═══ Given records ═══
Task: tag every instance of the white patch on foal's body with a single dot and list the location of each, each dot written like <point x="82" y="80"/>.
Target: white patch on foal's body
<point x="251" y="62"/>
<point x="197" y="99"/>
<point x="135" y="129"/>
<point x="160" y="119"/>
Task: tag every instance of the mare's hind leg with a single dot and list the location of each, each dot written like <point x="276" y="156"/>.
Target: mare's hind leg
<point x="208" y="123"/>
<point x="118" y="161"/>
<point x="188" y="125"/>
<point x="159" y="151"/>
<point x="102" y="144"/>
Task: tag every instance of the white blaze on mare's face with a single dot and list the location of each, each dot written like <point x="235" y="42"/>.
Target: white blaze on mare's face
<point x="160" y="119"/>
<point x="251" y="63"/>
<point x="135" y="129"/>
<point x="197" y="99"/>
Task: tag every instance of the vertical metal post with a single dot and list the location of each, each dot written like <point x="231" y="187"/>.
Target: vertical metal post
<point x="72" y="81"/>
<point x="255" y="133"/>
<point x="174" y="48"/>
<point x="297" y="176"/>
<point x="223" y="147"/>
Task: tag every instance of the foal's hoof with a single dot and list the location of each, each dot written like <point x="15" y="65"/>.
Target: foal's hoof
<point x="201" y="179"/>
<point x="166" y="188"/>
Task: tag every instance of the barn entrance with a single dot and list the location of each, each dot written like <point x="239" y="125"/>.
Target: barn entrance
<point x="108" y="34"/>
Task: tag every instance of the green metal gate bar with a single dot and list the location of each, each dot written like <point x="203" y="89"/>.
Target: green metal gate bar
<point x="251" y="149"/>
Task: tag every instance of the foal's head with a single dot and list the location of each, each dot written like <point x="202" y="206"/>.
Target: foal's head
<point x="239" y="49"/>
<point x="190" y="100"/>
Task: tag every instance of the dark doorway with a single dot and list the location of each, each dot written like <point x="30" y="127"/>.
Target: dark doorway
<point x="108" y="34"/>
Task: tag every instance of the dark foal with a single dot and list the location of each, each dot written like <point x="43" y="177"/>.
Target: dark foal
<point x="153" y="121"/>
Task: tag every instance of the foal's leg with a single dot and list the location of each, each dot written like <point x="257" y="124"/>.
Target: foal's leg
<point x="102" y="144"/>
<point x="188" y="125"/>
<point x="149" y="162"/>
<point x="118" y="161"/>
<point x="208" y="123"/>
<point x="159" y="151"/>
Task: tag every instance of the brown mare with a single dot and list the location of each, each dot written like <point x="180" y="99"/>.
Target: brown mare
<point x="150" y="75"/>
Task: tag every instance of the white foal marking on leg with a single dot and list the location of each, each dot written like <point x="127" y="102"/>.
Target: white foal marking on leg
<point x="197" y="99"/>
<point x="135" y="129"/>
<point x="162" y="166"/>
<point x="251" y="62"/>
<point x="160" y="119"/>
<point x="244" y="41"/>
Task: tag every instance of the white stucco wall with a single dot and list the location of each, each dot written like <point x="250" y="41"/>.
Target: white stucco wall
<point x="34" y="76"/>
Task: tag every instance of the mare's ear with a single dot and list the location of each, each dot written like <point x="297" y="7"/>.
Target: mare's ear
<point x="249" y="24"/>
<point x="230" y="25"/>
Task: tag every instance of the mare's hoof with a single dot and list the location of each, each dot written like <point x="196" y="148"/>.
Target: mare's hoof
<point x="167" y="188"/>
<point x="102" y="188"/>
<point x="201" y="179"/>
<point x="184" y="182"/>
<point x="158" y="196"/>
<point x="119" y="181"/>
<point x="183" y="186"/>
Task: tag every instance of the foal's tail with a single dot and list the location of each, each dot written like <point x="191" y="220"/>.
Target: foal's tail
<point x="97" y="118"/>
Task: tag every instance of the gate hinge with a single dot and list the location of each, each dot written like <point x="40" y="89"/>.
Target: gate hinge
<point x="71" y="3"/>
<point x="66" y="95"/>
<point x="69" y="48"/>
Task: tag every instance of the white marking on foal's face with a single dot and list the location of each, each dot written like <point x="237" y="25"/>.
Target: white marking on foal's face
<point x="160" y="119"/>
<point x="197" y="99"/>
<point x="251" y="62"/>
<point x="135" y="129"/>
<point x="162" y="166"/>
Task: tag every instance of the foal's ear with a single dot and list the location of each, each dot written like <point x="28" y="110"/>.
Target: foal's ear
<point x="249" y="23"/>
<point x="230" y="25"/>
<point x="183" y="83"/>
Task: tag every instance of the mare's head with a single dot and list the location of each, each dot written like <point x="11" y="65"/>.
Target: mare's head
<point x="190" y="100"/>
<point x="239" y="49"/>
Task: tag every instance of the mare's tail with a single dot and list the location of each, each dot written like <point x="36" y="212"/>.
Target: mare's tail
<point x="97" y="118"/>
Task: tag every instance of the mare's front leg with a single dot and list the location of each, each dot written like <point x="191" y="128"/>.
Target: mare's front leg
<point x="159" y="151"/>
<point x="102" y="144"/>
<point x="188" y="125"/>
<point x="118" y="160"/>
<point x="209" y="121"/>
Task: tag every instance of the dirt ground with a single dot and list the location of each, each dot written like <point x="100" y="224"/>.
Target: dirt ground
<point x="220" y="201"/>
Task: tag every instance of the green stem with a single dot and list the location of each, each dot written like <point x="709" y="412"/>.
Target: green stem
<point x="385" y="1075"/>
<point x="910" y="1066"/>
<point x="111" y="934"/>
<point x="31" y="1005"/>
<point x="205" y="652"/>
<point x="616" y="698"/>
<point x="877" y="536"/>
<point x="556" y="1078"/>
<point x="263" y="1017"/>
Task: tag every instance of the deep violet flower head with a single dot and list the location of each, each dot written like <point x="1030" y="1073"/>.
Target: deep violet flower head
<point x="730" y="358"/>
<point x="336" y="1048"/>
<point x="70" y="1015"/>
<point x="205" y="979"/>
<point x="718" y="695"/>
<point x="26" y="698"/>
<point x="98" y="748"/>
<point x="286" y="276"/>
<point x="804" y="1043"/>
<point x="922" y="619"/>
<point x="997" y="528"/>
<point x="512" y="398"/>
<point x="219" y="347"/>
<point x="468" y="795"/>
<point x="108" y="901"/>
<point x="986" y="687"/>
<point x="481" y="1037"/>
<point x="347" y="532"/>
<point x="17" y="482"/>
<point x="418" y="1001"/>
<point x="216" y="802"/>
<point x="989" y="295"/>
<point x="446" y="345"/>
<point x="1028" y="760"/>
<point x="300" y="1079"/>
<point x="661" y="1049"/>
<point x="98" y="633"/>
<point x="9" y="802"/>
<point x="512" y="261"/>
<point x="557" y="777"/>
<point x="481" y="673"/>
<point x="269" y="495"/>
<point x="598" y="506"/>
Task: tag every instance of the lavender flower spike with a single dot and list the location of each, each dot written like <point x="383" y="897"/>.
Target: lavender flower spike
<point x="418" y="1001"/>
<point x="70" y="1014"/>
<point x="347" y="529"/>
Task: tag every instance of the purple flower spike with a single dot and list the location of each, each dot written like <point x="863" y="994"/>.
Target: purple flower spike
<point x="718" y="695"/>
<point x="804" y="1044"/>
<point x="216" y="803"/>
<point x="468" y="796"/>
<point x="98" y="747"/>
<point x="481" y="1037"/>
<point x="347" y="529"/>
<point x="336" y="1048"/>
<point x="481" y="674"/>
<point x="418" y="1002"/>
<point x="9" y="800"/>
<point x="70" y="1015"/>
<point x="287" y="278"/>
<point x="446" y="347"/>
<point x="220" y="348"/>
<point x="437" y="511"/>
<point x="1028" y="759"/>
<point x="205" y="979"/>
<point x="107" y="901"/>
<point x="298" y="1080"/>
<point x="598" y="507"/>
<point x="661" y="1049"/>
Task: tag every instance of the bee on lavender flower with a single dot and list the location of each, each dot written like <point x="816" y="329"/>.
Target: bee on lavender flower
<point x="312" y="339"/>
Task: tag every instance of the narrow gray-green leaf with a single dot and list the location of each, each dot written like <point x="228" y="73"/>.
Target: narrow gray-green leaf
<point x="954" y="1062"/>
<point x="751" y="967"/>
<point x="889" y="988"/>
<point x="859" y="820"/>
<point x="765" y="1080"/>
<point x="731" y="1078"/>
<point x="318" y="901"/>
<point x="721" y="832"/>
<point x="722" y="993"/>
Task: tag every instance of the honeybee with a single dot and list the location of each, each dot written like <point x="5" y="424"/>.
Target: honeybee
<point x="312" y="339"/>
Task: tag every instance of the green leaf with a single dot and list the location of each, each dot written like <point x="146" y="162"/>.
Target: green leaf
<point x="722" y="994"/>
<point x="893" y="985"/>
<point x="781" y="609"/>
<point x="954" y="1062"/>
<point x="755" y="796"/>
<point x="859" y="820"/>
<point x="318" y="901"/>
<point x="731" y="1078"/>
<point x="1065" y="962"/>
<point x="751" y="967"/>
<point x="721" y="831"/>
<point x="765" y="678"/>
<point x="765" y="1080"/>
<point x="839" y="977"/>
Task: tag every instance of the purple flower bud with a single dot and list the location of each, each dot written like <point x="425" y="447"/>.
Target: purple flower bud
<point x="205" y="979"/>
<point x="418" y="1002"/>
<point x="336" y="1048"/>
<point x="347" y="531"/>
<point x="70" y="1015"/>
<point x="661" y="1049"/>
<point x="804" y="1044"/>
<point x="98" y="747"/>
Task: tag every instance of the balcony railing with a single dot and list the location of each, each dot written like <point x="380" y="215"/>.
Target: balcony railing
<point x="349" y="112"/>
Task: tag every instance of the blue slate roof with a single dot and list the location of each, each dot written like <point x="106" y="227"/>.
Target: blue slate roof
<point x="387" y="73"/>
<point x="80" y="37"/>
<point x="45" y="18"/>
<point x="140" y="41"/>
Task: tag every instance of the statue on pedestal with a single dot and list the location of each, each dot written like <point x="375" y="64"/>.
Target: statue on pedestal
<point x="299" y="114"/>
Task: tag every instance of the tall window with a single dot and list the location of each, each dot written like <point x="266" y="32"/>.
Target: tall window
═══
* Exercise *
Output exactly the lines from the one containing "Task: tag every instance of the balcony" through the last line of the entries, both ends included.

* Problem solution *
Task: tag every instance of the balcony railing with a single dot and list the location of each, each dot written like <point x="380" y="215"/>.
Target: balcony railing
<point x="349" y="112"/>
Task: tag every instance of the blue slate roof with a single dot and list the location of each, each dot written like <point x="106" y="227"/>.
Target: blue slate roof
<point x="387" y="73"/>
<point x="80" y="37"/>
<point x="45" y="18"/>
<point x="140" y="41"/>
Task: tag every instance of the statue on pedestal with a single dot and list the location of each, each dot written like <point x="375" y="64"/>.
Target: statue on pedestal
<point x="299" y="114"/>
Task: tag every instance of the tall window with a single dot and list the location of each, each dot written like <point x="266" y="32"/>.
Target: tall window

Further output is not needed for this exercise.